Do this: Everything in the listing should be restated word for word.
- - - -
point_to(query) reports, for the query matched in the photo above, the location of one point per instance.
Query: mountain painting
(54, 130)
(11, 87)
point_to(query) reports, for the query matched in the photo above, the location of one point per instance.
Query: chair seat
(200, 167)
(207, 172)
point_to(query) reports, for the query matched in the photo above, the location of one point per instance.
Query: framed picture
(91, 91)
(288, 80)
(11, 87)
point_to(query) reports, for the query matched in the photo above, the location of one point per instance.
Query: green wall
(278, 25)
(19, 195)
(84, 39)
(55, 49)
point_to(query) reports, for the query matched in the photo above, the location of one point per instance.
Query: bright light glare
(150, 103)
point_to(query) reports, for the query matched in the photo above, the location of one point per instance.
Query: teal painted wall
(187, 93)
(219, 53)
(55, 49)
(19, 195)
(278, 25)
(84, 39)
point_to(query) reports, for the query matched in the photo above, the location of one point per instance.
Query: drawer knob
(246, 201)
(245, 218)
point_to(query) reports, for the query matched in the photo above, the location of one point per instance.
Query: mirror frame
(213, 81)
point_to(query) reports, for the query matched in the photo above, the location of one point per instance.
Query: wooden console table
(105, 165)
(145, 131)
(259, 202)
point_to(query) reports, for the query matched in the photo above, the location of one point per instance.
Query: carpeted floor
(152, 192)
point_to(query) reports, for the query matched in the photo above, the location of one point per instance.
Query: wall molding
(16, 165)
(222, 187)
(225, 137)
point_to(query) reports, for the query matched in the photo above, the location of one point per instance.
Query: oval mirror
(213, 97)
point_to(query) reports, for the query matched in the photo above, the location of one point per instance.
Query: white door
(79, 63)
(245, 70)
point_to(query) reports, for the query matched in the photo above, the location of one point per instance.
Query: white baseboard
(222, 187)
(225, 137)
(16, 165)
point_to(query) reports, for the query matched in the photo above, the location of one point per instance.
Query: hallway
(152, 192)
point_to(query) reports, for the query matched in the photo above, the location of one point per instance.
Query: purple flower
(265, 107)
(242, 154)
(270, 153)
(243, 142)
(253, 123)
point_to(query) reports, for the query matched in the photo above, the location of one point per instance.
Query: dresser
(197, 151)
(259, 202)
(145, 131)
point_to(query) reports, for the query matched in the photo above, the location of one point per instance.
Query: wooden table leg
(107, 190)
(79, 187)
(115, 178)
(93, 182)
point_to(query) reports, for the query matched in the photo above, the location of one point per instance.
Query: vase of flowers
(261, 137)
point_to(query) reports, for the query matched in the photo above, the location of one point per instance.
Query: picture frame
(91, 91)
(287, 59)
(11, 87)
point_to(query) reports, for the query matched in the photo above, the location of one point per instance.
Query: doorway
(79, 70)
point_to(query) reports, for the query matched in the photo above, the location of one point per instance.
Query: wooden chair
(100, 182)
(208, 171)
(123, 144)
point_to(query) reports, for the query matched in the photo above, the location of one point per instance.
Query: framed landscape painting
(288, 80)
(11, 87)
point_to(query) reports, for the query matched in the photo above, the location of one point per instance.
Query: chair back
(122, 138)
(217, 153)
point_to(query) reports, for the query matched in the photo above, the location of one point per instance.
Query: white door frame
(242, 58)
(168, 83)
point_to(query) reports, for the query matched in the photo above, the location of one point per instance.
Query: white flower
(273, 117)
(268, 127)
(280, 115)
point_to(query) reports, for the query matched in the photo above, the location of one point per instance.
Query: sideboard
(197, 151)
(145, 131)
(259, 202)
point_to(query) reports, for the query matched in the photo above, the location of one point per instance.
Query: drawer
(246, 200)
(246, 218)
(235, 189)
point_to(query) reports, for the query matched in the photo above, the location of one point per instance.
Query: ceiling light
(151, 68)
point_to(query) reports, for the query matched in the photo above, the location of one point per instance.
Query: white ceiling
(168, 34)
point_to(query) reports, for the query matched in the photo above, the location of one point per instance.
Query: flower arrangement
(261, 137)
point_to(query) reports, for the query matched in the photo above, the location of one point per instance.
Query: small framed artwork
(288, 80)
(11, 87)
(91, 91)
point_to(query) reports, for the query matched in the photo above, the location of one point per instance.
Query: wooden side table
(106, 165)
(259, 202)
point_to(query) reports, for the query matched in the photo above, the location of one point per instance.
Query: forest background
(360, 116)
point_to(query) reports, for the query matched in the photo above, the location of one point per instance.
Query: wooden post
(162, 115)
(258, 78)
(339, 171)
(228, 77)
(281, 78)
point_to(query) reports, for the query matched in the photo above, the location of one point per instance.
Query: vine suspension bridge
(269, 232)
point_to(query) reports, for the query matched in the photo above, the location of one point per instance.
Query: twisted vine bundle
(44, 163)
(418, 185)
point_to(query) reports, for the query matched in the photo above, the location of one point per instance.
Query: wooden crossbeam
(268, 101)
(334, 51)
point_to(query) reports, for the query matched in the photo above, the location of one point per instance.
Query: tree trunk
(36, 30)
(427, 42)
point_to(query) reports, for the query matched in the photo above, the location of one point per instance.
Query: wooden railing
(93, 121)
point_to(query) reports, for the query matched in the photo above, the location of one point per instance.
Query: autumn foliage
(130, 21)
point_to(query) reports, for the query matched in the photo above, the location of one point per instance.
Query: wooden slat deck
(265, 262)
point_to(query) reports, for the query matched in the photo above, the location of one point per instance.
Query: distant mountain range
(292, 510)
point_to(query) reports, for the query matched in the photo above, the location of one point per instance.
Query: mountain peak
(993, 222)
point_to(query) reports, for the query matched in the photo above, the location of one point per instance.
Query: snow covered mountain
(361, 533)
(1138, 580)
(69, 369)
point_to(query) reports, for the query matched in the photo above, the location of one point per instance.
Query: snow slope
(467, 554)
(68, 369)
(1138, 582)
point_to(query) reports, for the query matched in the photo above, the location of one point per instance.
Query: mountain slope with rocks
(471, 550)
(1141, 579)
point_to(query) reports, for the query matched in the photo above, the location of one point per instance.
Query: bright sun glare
- - - -
Written answer:
point_to(query) reports, for the query matched in the photo above, the location of one point per instance.
Query: mountain painting
(54, 130)
(11, 87)
point_to(query) reports, for the query matched in the photo above, the location of one point per instance.
Query: chair seat
(200, 167)
(207, 172)
point_to(query) reports, for the query matched in the photo above, the location of one point per instance.
Query: framed picture
(91, 91)
(288, 80)
(11, 87)
point_to(query) reports, for the query matched in the photo above, the location of one point per instance.
Query: green wall
(278, 25)
(19, 195)
(84, 39)
(55, 49)
point_to(query) reports, for the query matched in the photo above, the location of one point per instance.
Query: bright light glare
(150, 103)
point_to(query) reports, for the query matched in the photo above, the location of one point per instance.
Query: teal painted wall
(187, 93)
(219, 53)
(55, 49)
(19, 195)
(278, 25)
(84, 39)
point_to(query) reports, for the query matched in the photo above, the location of one point per instance.
Query: drawer knob
(246, 201)
(245, 218)
point_to(query) reports, for the query matched in the photo above, the location of one point per instance.
Query: mirror frame
(213, 81)
point_to(query) reports, for the query matched in the photo above, the location of one point per instance.
Query: wooden console table
(105, 165)
(145, 131)
(259, 202)
point_to(query) reports, for the query matched in the photo above, the location of one point per instance.
Query: carpeted floor
(152, 192)
point_to(query) reports, for the query matched in the photo above, the location of one point per instance.
Query: wall molding
(16, 165)
(222, 187)
(225, 137)
point_to(query) reports, for the query matched in the photo above, the location of one point per instance.
Query: oval mirror
(213, 97)
point_to(query) reports, for the query matched in the photo above, the location of one point per instance.
Query: white door
(79, 63)
(245, 70)
point_to(query) reports, for the query matched in the photo above, the location of one point per instance.
Query: white baseboard
(222, 187)
(225, 137)
(16, 165)
point_to(query) reports, for the query matched in the photo above, the location of one point per instance.
Query: hallway
(152, 192)
point_to(query) reports, for the query matched in the photo above, the location of one point per instance.
Query: purple flower
(265, 107)
(242, 154)
(270, 153)
(243, 142)
(253, 123)
point_to(query) reports, for the query matched in the photo above, the location of one point per instance.
Query: dresser
(197, 151)
(259, 202)
(145, 131)
point_to(query) reports, for the query matched in the photo above, the location of one point per instance.
Query: wooden table leg
(107, 190)
(79, 187)
(115, 178)
(93, 182)
point_to(query) reports, for the query matched in the photo above, the location of one point per instance.
Query: vase of flowers
(261, 137)
point_to(query) reports, for the query matched in the photo above, the location of one point per instance.
Query: picture frame
(91, 91)
(287, 59)
(11, 87)
point_to(query) reports, for the query matched in the photo above, the location of one point per instance.
Query: doorway
(79, 70)
point_to(query) reports, for the query matched in the photo above, the location of one point per instance.
Query: wooden chair
(100, 182)
(208, 171)
(123, 144)
point_to(query) reports, for the query matched in the photo above, the location of one point per instance.
Query: framed landscape painting
(288, 80)
(11, 87)
point_to(query) reports, for the query matched in the photo above, the location of one point per instance.
Query: chair back
(122, 138)
(217, 153)
point_to(query) reports, for the query matched in the photo above, the location of one point per instance.
Query: white door frame
(242, 58)
(168, 83)
point_to(query) reports, for the query matched in the photo above, the location of one point per instance.
Query: white flower
(273, 117)
(268, 127)
(280, 115)
point_to(query) reports, for the query matched in the photo above, the location of one point per instance.
Query: sideboard
(197, 151)
(145, 131)
(259, 202)
point_to(query) reports, for the query matched in the photo above, the location of one point per instance.
Query: drawer
(246, 200)
(246, 218)
(235, 189)
point_to(query) reports, for the query matched in the photo above, the location of one point per instance.
Query: ceiling light
(151, 68)
point_to(query) reports, for the query matched in the photo above, the location of one point per instance.
Query: white ceiling
(168, 34)
point_to(query) reports, for the query matched in the photo above, the location of one point per instance.
Query: flower arrangement
(261, 137)
point_to(query) reports, for the query matched in the photo above, the location of one point per instance.
Query: small framed artwork
(288, 80)
(11, 87)
(91, 91)
point_to(query) reports, for the query matched in the photo above, the location of one point per instance.
Query: wooden side table
(106, 165)
(259, 202)
point_to(query) reports, for the query matched in the photo above, the location of one point per instance.
Query: forest background
(360, 116)
point_to(query) reports, for the query matched in the photo above, the location of one point per instance.
Query: wooden post
(162, 115)
(258, 78)
(339, 171)
(228, 77)
(281, 78)
point_to(query) reports, for the query matched in the photo above, the location of one point per instance.
Query: vine suspension bridge
(269, 232)
point_to(query) reports, for the query matched in the photo above, the location of one point per instance.
Query: twisted vine bundle
(44, 163)
(418, 185)
point_to(query) reports, for the query matched in the photo above, the location of one point per instance.
Query: wooden crossbeam
(268, 101)
(334, 51)
point_to(query) reports, for the query matched in the photo above, the location of one point per instance.
Query: tree trunk
(36, 30)
(427, 42)
point_to(query) reports, for the query matched in the photo above, the location of one point per instance.
Query: wooden railing
(93, 121)
point_to(query) reports, for the query matched in the photo above, the location of one point per instance.
Query: autumn foliage
(130, 21)
point_to(query) reports, for the query matched in the photo above, the location of one point per instance.
Query: wooden slat deck
(265, 262)
point_to(query) reports, for the query matched in the photo above, the location of one point per instance.
Query: distant mountain range
(292, 510)
point_to(query) reports, for the query matched in the photo above, the location of one point per instance.
Query: mountain peak
(993, 222)
point_to(query) reports, for the query matched in the photo above, the location of one point per instance.
Query: snow covered mountain
(361, 533)
(1138, 580)
(69, 369)
point_to(query) reports, for the query matched in the photo above, the location of one point per instance.
Query: snow slope
(467, 554)
(68, 369)
(1138, 582)
point_to(query) reports, for the query matched in the photo above, the location of one point per instance.
Query: mountain slope with rocks
(471, 550)
(1141, 579)
point_to(query) reports, for the query matched in the photo above, the location of one point per instance.
Query: bright sun glare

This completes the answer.